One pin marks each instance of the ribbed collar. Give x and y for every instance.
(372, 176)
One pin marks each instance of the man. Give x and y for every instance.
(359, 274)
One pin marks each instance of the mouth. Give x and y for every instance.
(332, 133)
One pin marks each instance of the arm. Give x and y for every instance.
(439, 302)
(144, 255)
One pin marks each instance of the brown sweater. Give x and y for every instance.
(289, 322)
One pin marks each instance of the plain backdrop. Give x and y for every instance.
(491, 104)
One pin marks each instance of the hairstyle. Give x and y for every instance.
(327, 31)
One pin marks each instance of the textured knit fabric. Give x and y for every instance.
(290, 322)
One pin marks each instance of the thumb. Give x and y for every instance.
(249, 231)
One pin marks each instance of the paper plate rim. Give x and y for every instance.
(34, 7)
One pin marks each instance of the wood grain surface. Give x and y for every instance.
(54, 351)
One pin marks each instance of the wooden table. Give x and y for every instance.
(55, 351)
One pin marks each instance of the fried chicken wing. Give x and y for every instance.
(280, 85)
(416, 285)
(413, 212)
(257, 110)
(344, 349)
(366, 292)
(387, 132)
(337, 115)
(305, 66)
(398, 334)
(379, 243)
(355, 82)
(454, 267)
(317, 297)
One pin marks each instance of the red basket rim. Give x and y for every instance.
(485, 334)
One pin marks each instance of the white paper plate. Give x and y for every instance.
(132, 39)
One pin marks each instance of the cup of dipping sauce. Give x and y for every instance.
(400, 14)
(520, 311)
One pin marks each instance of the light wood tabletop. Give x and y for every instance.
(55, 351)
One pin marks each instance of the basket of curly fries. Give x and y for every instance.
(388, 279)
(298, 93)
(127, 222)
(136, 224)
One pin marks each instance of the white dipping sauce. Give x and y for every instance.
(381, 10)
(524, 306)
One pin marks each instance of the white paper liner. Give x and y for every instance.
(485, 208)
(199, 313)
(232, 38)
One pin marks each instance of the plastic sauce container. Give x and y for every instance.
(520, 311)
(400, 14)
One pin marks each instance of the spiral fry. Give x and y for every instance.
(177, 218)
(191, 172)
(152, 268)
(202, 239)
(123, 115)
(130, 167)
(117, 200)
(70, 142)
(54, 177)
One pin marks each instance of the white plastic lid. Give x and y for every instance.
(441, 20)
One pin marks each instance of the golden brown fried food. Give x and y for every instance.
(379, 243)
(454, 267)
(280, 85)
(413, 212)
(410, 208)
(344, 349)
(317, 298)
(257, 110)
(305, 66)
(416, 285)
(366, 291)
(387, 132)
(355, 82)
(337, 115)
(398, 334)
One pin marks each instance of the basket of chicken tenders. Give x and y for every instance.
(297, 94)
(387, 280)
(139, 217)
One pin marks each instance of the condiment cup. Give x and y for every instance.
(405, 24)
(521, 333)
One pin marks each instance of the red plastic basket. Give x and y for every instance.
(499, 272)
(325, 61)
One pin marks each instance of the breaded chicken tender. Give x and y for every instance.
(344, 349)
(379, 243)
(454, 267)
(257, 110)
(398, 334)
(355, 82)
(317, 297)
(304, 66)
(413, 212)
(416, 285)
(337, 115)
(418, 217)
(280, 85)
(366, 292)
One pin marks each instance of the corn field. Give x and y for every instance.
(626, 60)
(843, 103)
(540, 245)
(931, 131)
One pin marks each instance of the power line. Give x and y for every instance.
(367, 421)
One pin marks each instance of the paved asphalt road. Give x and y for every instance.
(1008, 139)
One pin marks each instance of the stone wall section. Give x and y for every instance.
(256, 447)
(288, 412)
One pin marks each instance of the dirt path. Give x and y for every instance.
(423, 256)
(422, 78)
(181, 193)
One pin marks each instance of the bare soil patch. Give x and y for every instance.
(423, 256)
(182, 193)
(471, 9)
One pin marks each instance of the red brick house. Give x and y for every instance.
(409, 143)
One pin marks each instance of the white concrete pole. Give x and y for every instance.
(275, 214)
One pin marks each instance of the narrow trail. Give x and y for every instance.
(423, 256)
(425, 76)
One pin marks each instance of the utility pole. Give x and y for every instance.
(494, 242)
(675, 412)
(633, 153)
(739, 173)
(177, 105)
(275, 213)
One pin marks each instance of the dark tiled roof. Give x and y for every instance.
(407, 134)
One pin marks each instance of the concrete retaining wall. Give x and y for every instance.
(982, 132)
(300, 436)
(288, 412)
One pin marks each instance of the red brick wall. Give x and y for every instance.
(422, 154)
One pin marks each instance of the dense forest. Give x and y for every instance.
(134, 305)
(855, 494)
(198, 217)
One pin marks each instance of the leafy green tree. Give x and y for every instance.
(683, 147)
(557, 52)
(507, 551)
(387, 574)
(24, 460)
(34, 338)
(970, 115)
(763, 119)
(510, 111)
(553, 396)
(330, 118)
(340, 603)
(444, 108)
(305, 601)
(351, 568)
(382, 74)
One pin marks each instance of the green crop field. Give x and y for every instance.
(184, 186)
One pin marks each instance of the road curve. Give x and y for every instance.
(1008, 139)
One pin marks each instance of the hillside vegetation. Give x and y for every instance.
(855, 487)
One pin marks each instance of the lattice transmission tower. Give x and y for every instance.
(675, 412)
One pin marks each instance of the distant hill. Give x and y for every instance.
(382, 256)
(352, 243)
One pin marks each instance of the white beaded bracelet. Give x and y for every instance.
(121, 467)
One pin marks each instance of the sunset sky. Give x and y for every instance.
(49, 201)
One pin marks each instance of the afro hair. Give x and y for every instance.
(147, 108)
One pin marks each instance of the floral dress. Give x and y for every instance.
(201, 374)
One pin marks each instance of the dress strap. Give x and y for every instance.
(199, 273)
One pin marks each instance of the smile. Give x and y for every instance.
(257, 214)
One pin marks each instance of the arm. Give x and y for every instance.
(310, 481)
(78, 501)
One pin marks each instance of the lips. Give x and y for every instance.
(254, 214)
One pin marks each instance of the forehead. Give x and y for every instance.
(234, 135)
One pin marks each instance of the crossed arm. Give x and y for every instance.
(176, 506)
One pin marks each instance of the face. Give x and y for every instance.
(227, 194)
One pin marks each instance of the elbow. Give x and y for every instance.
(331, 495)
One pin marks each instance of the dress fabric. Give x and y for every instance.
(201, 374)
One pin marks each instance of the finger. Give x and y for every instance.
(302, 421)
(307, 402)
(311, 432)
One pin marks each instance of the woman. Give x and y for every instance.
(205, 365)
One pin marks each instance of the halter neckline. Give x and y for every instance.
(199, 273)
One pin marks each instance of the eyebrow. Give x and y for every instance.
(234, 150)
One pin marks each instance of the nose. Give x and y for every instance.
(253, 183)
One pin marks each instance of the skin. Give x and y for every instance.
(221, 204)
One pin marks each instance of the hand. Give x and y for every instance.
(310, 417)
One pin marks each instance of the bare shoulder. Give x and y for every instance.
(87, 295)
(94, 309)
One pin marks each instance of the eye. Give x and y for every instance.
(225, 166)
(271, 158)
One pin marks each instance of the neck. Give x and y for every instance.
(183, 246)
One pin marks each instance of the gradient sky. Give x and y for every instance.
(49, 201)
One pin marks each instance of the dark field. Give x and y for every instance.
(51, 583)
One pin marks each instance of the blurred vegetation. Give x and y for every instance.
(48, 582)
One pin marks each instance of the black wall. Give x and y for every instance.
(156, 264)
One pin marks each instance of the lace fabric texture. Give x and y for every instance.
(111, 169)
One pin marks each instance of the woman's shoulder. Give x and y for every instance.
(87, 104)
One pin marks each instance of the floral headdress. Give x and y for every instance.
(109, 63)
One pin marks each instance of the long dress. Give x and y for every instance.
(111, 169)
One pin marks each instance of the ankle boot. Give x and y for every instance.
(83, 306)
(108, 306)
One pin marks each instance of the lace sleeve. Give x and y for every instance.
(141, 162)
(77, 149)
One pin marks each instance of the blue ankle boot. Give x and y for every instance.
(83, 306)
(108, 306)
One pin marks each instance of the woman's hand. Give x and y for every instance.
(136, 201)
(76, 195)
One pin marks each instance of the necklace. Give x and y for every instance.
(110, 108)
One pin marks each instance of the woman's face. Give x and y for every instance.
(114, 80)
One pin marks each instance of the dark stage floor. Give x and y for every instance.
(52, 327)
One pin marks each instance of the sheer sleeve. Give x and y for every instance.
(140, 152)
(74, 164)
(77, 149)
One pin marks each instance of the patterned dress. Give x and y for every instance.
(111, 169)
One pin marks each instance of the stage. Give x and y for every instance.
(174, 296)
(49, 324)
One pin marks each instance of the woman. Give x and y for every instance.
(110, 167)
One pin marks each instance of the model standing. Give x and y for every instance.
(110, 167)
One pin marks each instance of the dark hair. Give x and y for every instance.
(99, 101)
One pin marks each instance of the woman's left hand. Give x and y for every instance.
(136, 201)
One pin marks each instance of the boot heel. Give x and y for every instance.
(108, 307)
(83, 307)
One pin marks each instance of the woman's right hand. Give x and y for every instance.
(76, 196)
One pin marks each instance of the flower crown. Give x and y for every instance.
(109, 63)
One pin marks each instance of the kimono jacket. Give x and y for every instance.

========================

Take the lines from the one containing "One pin marks each instance of the dark stage" through the end of the records and write them out again, requests included, adding -84 to every number in the point coordinates of the answers.

One pin marks each instance of the dark stage floor. Give x and y for every instance.
(-32, 243)
One pin marks each instance of the sheer sleeve. Give x and y for every instance.
(56, 68)
(-10, 80)
(-7, 65)
One pin marks each instance of the patterned dress. Give x and y for every instance.
(27, 85)
One pin marks each instance of the stage. Give x and y for every instance.
(90, 212)
(-35, 240)
One pin marks each instance of the woman. Give x and y for every instance.
(26, 83)
One pin marks each instance of the model standing. Give x and y for every instance.
(26, 83)
One pin marks each instance of the dark hair. Give x and y for every instance.
(15, 17)
One pin marks each instance of the woman's left hand. Give x and y for every instance.
(52, 117)
One pin marks each instance of the boot heel. Give x and y for every instance.
(24, 223)
(-1, 223)
One pin marks each instance of the woman's right hand. Give x and y for every instance.
(-8, 112)
One pin marks each instance of the flower crown. Give x and y for every instance.
(25, -21)
One pin marks each instance of the kimono jacket. Give x and y for every instance.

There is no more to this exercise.